**Task requirements:** Look in the material below for the line holding "Would you be able to pick out the orange". Set it down exactly, with each later line up to and including the line holding "Would you be able to pick out the cone".

**Data supplied:**

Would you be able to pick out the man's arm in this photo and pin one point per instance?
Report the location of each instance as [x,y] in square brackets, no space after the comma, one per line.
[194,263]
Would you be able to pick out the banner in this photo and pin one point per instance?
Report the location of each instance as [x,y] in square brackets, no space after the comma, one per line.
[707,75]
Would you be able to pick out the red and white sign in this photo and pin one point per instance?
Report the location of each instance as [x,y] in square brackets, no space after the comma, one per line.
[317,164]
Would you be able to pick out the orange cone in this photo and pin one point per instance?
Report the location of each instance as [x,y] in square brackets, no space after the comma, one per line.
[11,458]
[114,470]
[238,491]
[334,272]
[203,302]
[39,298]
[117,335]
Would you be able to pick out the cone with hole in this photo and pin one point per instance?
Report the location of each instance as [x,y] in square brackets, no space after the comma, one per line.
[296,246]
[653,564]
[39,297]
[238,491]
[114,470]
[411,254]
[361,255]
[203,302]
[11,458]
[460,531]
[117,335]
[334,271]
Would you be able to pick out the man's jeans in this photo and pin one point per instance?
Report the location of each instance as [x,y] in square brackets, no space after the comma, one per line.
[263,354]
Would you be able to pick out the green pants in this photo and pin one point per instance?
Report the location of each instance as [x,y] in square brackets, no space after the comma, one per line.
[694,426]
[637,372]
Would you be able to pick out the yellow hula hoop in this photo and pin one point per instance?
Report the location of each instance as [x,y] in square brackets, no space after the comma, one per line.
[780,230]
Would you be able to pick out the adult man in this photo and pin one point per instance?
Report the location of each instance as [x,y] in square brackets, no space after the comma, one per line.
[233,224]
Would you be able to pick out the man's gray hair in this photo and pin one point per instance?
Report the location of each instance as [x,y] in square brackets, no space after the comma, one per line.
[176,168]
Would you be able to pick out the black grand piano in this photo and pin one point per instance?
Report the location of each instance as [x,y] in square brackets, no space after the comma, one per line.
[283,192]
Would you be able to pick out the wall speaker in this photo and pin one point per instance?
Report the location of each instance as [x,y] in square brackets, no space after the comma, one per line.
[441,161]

**Written solution:**
Would you be able to pick out the orange cone in this photo and pin one point per instance?
Report the location of each instance as [x,y] in square brackets, no space after the comma, one per line.
[11,458]
[114,470]
[238,491]
[334,272]
[203,302]
[39,298]
[117,335]
Would you be able to pick out the cone with hole in this photo and pin one point per instance?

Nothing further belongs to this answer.